* [BLOC DE TEXTE]
Section II : dans l’espace : Les principaux caractères des grandes
traditions juridiques
§I- Les traditions juridiques occidentales
Religions du livre sont monothéistes : créateur unique et éternel. L’histoire = celle de la création et de ses rapports avec son créateur, révélé par étapes. L’histoire est vue comme orientée, évolutive, transcendée par la venue du Messie, tendue dans son attente (juifs) ou inaugurée par le message du Prophète.
Cette orientation de l’histoire vient de l’extérieur, d’une volonté divine qui pénètre le monde mais lui est radicalement distincte : normes imposées de l’extérieur par la puissance créatrice, l’homme sera jugé par ce qu’il aura fait. Prééminence des normes sur les pratiques. Droit impératif, imposé, sanctionné ; inéluctabilité du jugement : ce sont ces caractères qui commencent à vaciller aujourd’hui dans les pays occidentaux.

* [DONNÉES EXTRAITES]
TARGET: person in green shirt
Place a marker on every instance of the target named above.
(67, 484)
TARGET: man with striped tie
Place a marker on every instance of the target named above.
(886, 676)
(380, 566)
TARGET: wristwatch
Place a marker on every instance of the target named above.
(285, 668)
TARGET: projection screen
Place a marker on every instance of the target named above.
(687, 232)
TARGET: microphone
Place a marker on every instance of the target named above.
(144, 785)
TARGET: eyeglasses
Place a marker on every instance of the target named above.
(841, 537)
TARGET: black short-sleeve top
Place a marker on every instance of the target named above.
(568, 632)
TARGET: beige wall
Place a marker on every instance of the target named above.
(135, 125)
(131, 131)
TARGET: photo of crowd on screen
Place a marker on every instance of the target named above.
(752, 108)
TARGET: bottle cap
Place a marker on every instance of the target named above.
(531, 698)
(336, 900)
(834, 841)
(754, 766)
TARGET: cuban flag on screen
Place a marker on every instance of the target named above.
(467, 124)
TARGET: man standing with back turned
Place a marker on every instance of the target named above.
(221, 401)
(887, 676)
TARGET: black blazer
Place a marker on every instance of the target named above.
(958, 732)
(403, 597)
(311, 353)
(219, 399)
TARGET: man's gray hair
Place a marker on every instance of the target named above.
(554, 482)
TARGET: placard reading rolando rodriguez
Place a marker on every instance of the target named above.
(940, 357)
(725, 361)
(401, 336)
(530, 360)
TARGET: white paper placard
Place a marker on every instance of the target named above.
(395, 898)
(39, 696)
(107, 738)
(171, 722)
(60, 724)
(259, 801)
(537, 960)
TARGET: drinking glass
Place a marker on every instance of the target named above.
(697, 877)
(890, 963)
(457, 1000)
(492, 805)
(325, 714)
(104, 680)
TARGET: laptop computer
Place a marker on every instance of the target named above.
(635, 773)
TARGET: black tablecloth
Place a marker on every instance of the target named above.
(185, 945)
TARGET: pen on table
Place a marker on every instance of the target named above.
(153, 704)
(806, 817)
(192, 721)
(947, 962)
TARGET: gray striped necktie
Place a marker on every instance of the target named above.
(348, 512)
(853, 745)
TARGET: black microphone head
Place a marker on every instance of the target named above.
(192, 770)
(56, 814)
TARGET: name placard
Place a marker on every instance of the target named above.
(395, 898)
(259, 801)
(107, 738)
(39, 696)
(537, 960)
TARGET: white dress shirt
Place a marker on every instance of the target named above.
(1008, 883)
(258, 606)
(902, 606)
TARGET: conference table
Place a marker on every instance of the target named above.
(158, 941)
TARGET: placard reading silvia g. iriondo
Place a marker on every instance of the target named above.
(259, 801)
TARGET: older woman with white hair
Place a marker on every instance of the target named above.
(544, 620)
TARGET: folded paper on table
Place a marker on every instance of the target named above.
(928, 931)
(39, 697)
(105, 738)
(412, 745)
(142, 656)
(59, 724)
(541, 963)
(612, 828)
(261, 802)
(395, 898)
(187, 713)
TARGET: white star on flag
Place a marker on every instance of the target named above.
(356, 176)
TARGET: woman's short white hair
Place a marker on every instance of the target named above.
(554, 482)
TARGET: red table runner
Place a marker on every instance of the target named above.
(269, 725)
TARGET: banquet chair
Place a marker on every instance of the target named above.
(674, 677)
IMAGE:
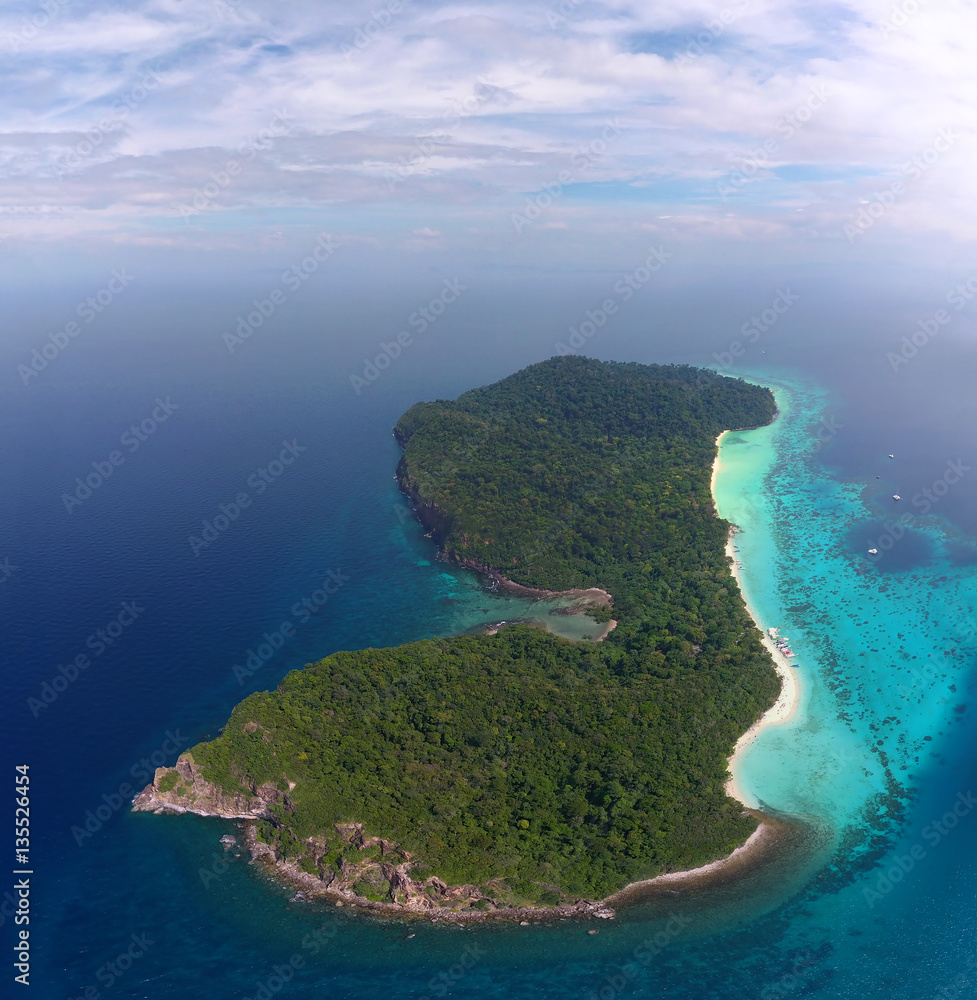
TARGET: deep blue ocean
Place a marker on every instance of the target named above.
(191, 921)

* [À FAIRE A] D'après le texte sur les traditions juridiques, quels caractères commencent à vaciller aujourd'hui dans les pays occidentaux ?
* [À FAIRE B] Recopiez sans rien changer le passage du texte sur les traditions juridiques situé entre « Cette orientation de » et « les pays occidentaux. », ces deux extrémités comprises.

* [RÉPONSE A] Le caractère impératif, imposé et sanctionné du droit, ainsi que l'inéluctabilité du jugement.

* [RÉPONSE B]
Cette orientation de l’histoire vient de l’extérieur, d’une volonté divine qui pénètre le monde mais lui est radicalement distincte : normes imposées de l’extérieur par la puissance créatrice, l’homme sera jugé par ce qu’il aura fait. Prééminence des normes sur les pratiques. Droit impératif, imposé, sanctionné ; inéluctabilité du jugement : ce sont ces caractères qui commencent à vaciller aujourd’hui dans les pays occidentaux.